* TASK OBJECTIVE:
Count how many lines in the rows below contain the string "head", treating uppercase and lowercase as different. Reply with only the number.

* INPUT ROWS:
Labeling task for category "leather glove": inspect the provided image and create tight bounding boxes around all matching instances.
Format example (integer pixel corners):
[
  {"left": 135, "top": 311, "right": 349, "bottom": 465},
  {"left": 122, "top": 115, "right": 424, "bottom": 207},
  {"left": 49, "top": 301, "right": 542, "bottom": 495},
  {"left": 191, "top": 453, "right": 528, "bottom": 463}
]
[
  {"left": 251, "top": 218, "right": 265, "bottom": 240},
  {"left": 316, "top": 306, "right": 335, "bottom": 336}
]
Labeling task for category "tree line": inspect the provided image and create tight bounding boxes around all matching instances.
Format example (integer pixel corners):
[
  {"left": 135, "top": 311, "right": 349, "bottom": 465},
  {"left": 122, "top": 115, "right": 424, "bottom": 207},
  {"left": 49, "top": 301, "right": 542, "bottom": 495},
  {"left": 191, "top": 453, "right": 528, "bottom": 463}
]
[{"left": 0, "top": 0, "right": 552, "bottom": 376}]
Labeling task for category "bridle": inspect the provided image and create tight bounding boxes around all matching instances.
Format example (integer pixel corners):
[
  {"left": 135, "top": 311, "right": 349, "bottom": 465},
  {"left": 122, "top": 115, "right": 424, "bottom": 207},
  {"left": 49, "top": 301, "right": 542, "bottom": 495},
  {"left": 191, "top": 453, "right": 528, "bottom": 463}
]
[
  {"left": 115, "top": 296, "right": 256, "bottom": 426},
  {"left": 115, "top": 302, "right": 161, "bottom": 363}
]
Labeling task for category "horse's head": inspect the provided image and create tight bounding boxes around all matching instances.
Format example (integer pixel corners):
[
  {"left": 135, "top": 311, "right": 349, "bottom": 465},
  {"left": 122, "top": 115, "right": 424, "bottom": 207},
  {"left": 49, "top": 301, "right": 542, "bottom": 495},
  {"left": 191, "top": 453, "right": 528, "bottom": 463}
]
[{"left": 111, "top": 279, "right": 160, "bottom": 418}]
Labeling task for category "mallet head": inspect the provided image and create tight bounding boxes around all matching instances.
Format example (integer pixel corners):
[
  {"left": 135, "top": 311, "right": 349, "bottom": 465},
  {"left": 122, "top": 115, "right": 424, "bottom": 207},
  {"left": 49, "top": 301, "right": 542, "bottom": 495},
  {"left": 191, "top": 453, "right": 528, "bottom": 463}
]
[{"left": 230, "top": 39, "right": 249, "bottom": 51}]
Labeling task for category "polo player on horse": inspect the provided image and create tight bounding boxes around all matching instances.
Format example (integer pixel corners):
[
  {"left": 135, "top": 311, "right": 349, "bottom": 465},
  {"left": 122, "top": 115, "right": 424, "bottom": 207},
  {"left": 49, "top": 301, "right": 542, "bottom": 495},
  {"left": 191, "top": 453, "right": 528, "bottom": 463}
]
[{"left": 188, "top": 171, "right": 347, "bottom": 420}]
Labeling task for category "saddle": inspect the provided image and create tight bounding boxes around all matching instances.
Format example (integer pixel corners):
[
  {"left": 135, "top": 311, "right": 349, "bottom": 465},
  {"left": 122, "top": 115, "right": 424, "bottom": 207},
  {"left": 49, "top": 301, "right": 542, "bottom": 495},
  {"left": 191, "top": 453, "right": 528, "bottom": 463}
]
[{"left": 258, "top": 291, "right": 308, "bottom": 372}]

...

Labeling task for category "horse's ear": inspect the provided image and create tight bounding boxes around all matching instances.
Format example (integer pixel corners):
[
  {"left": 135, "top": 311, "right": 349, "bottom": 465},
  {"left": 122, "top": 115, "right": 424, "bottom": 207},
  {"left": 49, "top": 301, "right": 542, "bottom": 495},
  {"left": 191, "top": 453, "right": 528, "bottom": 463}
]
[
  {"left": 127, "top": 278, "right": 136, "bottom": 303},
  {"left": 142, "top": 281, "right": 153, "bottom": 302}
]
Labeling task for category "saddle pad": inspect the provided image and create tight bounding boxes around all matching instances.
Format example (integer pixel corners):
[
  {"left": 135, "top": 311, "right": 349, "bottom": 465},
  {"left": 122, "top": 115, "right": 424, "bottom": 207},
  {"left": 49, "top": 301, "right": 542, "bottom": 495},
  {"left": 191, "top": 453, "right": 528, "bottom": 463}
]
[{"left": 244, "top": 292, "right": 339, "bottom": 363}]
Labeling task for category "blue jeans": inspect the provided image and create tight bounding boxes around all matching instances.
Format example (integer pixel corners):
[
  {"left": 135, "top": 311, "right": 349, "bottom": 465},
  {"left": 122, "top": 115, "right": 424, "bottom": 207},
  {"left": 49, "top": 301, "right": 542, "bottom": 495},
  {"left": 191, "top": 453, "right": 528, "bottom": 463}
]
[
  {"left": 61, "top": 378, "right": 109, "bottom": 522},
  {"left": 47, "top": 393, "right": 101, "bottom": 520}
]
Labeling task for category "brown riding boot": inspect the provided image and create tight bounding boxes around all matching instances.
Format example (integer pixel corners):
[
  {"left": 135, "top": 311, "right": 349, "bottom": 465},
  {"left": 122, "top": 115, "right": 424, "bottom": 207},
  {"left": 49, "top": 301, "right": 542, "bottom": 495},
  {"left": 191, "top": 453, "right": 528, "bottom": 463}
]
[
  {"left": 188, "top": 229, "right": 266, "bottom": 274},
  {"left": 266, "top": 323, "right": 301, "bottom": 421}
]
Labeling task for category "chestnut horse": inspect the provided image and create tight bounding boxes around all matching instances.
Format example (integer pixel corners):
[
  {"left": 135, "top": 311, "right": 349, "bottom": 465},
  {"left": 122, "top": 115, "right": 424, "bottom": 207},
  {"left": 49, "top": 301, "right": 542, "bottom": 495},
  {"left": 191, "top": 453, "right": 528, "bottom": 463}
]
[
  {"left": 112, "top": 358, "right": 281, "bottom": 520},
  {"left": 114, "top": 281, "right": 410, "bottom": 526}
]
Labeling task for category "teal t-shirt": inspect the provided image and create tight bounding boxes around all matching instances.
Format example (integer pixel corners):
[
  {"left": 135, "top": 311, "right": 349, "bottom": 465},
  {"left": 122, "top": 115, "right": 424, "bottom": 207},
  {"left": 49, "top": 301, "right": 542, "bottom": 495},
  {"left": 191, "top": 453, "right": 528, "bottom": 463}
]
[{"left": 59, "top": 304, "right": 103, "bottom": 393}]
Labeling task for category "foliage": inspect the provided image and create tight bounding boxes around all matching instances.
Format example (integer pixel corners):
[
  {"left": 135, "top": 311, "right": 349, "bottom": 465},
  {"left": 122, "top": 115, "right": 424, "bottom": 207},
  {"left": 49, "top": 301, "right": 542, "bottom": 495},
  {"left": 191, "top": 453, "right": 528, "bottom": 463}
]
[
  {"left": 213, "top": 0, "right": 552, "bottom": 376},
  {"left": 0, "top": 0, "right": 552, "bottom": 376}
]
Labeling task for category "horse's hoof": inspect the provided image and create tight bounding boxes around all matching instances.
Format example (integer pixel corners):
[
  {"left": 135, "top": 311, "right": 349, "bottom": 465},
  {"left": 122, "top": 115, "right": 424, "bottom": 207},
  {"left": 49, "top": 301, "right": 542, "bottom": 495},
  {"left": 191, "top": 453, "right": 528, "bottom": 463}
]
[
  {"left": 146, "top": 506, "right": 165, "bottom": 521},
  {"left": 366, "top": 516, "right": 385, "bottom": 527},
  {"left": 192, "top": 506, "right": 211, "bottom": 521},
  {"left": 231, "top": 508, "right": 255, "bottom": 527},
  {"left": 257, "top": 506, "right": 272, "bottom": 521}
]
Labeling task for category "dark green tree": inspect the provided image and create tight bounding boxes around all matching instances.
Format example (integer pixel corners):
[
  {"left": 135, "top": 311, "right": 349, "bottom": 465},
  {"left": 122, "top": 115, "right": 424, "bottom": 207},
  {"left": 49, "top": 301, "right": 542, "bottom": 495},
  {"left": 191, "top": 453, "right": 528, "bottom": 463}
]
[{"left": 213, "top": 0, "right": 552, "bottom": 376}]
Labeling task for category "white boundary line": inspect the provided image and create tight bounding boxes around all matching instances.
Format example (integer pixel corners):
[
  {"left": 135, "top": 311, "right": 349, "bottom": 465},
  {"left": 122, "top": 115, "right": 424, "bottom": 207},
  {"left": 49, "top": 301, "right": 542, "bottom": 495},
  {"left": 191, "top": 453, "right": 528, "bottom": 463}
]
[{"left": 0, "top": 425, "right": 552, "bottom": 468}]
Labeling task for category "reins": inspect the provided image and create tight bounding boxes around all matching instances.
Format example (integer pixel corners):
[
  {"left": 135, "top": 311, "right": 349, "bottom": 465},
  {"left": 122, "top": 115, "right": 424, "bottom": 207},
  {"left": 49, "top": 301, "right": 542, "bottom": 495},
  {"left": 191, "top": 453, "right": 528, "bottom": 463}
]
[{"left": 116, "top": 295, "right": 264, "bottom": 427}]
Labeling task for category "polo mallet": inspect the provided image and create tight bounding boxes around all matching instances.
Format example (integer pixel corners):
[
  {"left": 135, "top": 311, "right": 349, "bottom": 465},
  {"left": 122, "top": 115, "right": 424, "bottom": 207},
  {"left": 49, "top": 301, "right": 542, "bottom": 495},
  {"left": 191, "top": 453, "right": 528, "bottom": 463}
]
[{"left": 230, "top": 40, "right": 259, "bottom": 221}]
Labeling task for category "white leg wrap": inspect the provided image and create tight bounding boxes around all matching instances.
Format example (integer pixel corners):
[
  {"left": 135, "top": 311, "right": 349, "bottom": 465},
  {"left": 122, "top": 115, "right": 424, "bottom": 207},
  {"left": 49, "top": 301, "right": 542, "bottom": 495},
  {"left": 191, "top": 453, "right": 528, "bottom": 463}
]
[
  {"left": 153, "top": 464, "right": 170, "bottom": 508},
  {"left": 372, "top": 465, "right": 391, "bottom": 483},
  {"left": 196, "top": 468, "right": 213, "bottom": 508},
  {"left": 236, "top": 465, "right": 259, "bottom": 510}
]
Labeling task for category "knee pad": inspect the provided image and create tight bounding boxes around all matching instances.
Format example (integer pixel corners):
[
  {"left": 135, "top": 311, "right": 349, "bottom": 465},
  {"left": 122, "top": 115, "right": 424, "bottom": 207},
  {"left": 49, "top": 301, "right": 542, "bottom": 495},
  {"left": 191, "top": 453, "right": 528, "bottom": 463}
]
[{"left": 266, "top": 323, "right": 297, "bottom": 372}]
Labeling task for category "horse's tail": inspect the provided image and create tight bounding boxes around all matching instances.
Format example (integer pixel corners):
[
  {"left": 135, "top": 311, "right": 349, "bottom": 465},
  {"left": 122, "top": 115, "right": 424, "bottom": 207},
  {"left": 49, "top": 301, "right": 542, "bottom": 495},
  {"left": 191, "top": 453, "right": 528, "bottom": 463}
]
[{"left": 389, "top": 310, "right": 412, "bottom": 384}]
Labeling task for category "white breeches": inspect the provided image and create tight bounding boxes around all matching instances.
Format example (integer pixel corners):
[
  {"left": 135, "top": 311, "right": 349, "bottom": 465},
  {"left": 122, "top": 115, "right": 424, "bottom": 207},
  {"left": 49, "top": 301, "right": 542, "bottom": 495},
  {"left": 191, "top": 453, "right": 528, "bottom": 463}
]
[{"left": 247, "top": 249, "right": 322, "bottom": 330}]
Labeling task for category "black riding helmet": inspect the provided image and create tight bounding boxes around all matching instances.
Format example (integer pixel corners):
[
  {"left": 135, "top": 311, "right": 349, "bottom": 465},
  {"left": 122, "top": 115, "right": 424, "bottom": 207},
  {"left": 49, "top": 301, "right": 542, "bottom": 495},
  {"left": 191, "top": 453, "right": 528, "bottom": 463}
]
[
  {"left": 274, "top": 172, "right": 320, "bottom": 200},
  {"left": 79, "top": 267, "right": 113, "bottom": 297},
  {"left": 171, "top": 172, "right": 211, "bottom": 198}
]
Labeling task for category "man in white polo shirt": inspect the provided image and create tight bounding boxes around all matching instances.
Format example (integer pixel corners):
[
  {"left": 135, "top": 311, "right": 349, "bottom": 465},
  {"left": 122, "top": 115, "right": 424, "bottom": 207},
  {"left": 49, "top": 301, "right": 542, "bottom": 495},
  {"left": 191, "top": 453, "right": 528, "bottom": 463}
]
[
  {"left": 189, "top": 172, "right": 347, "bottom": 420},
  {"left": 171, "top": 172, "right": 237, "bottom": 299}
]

* COMPLETED TASK:
2